====== Raw records ======

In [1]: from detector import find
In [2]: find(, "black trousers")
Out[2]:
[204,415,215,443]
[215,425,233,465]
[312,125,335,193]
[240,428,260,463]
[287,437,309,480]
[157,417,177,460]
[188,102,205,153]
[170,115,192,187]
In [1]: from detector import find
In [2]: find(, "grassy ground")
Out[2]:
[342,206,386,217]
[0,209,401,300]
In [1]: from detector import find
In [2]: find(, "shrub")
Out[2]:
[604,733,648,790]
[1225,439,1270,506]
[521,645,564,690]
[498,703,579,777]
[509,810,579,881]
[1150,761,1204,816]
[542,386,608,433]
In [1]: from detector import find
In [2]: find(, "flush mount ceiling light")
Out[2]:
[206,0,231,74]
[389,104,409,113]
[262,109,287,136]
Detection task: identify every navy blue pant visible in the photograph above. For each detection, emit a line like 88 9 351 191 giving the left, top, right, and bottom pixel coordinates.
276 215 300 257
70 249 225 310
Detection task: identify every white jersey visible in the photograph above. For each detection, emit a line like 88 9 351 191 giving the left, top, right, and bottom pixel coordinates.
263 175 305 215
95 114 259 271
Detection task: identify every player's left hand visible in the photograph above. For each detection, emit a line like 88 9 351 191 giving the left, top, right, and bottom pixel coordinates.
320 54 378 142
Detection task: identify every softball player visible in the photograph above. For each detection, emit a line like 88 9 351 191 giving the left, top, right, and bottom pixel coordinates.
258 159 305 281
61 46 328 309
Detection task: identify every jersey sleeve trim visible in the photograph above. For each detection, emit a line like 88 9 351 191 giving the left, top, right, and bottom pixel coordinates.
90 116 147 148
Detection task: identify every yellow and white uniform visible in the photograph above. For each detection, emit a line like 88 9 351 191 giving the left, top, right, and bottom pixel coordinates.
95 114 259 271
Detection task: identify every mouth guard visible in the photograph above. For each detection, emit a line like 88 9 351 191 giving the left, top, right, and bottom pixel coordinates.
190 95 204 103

======

Copy the entries from the first line down to the line containing "[542,386,608,433]", both ends included.

Task solution:
In [1]: from detector import find
In [2]: find(, "black trousers")
Out[2]:
[204,415,215,443]
[215,425,233,465]
[312,125,335,193]
[240,428,260,463]
[287,437,309,480]
[157,417,177,460]
[188,102,205,153]
[170,115,192,187]
In [1]: from detector import find
In [2]: find(, "grassy ground")
Out[2]:
[342,206,386,217]
[0,209,401,300]
In [1]: from detector import find
In [2]: find(, "shrub")
Out[2]:
[604,733,648,790]
[1225,439,1270,506]
[521,645,564,690]
[498,703,579,777]
[509,810,579,881]
[1150,761,1204,816]
[542,386,608,433]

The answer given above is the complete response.